### What the exercise asks
Copy each line of the data beneath in which the word "face" appears.

────────────────────

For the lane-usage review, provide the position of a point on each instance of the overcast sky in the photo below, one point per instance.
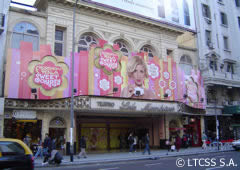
(27, 2)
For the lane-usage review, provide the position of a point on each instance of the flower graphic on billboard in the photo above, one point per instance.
(169, 92)
(153, 70)
(162, 83)
(172, 85)
(118, 80)
(104, 84)
(107, 59)
(48, 75)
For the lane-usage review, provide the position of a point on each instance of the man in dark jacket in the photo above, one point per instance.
(47, 148)
(83, 148)
(147, 144)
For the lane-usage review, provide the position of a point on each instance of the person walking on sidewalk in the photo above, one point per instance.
(83, 146)
(135, 139)
(47, 148)
(130, 141)
(39, 149)
(147, 148)
(178, 143)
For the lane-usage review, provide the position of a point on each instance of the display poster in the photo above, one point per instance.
(101, 71)
(177, 12)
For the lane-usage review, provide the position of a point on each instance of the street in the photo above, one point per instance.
(208, 161)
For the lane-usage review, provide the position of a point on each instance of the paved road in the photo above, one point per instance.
(210, 161)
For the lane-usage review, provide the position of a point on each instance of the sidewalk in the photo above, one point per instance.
(126, 156)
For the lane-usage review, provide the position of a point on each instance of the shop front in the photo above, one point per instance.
(21, 123)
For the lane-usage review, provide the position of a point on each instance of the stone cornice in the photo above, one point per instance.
(101, 10)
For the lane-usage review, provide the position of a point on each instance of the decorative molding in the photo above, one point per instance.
(80, 102)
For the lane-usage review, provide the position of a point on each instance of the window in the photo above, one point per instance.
(148, 50)
(186, 13)
(223, 18)
(186, 64)
(239, 22)
(25, 31)
(208, 37)
(123, 47)
(85, 42)
(225, 43)
(230, 68)
(206, 11)
(237, 2)
(169, 53)
(59, 41)
(213, 63)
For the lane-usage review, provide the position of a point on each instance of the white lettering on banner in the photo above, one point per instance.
(24, 114)
(133, 105)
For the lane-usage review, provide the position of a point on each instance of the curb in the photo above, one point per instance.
(129, 158)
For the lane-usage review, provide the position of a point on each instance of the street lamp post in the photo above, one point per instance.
(72, 76)
(217, 124)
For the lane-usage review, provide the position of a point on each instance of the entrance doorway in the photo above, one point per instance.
(57, 130)
(58, 134)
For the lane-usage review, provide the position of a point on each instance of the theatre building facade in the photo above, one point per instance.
(39, 67)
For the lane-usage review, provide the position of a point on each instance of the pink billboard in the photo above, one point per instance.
(101, 71)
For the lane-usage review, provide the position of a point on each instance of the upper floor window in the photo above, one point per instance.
(186, 13)
(237, 2)
(25, 31)
(85, 42)
(186, 64)
(123, 47)
(208, 37)
(147, 49)
(223, 18)
(59, 45)
(230, 68)
(239, 22)
(225, 43)
(206, 11)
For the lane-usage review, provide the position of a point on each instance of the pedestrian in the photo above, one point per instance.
(47, 148)
(27, 140)
(130, 141)
(168, 145)
(83, 146)
(204, 141)
(39, 148)
(147, 148)
(121, 141)
(178, 143)
(135, 139)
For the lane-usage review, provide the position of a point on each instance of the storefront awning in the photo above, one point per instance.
(231, 109)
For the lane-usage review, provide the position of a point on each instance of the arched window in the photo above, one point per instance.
(186, 64)
(186, 13)
(25, 31)
(123, 47)
(85, 41)
(148, 49)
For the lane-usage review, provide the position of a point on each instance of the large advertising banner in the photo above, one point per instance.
(177, 12)
(101, 71)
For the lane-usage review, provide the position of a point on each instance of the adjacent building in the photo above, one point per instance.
(218, 34)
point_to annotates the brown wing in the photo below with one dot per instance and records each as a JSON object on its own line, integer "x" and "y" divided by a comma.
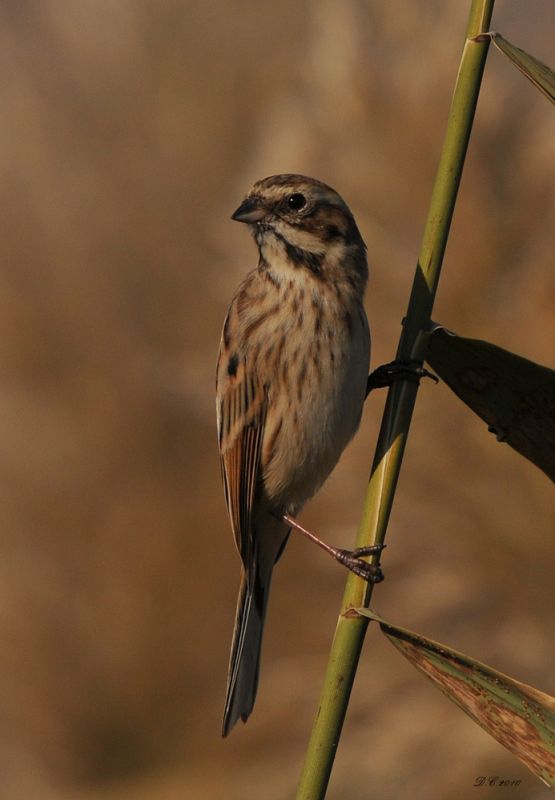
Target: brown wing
{"x": 241, "y": 407}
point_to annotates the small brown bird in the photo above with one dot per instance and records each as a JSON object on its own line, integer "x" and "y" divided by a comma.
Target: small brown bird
{"x": 291, "y": 383}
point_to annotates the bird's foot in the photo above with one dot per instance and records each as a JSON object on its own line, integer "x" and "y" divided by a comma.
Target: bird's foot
{"x": 387, "y": 374}
{"x": 353, "y": 560}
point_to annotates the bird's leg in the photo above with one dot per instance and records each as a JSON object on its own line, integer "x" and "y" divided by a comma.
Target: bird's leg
{"x": 352, "y": 559}
{"x": 397, "y": 371}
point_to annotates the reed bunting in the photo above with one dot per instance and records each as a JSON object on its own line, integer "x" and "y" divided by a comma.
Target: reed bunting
{"x": 291, "y": 383}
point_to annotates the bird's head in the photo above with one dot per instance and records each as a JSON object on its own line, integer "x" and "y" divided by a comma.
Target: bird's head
{"x": 302, "y": 216}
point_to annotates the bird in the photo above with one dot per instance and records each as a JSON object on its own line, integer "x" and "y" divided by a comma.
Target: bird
{"x": 290, "y": 388}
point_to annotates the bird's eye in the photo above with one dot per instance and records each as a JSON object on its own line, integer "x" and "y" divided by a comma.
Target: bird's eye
{"x": 296, "y": 201}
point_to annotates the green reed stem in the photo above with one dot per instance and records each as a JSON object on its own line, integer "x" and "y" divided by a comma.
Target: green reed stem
{"x": 350, "y": 631}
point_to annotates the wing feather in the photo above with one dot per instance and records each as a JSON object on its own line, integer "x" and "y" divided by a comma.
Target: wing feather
{"x": 242, "y": 407}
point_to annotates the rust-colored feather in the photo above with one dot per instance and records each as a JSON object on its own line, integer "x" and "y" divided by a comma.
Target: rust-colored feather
{"x": 241, "y": 418}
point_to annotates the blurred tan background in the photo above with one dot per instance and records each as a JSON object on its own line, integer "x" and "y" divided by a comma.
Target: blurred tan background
{"x": 130, "y": 131}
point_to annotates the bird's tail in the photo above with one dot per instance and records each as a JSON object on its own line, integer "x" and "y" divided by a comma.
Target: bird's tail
{"x": 270, "y": 536}
{"x": 242, "y": 681}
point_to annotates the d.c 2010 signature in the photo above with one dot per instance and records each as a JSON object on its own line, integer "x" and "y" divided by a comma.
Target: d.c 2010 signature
{"x": 495, "y": 780}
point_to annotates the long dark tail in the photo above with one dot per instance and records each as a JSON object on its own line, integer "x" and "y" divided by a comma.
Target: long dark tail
{"x": 270, "y": 536}
{"x": 244, "y": 664}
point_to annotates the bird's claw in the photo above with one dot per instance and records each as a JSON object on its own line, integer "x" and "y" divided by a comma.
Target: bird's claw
{"x": 387, "y": 374}
{"x": 353, "y": 560}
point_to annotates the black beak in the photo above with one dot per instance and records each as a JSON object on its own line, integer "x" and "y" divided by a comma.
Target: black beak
{"x": 251, "y": 210}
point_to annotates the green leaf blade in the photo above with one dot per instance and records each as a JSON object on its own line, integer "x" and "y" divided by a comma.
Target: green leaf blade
{"x": 514, "y": 396}
{"x": 536, "y": 71}
{"x": 518, "y": 716}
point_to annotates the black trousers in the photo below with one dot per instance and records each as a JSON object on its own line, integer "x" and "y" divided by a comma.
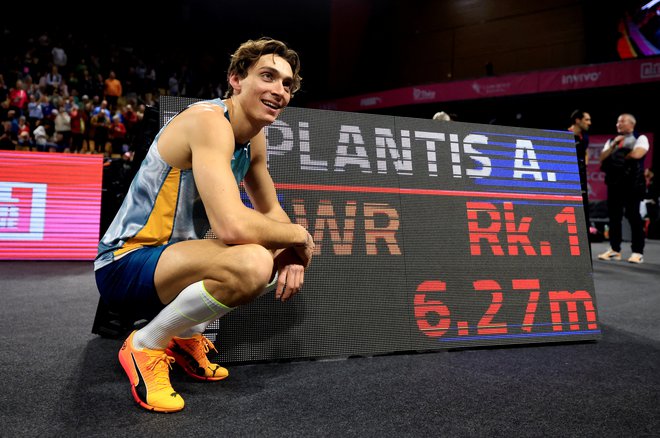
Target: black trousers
{"x": 624, "y": 201}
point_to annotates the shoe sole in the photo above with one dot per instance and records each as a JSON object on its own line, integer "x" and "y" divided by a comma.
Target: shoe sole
{"x": 128, "y": 369}
{"x": 183, "y": 364}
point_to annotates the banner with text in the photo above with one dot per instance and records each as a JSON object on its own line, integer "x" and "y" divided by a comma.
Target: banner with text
{"x": 50, "y": 205}
{"x": 428, "y": 236}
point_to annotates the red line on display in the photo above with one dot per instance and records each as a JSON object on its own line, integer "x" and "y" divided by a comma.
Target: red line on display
{"x": 428, "y": 192}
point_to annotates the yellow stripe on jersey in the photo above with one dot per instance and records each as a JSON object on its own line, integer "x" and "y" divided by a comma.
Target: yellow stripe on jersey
{"x": 158, "y": 229}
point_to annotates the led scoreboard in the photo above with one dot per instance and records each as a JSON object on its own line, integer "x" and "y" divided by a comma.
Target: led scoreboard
{"x": 429, "y": 235}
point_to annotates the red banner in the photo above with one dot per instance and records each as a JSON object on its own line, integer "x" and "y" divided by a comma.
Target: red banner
{"x": 50, "y": 205}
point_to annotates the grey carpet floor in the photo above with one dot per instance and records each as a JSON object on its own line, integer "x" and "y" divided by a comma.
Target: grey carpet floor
{"x": 59, "y": 379}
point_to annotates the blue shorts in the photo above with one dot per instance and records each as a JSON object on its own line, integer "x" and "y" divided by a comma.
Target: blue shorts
{"x": 127, "y": 285}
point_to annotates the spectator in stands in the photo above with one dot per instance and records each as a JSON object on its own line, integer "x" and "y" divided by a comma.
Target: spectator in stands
{"x": 4, "y": 91}
{"x": 77, "y": 129}
{"x": 18, "y": 98}
{"x": 622, "y": 160}
{"x": 112, "y": 90}
{"x": 6, "y": 141}
{"x": 580, "y": 123}
{"x": 53, "y": 80}
{"x": 63, "y": 129}
{"x": 441, "y": 116}
{"x": 35, "y": 112}
{"x": 100, "y": 122}
{"x": 117, "y": 135}
{"x": 191, "y": 282}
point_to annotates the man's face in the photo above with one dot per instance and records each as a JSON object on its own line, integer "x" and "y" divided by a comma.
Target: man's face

────────────────────

### Result
point_to annotates the man's face in the photo above with one dot per instance and records each as a JSON object on its own line, integer "x" and "y" divided by a comma.
Target: man's face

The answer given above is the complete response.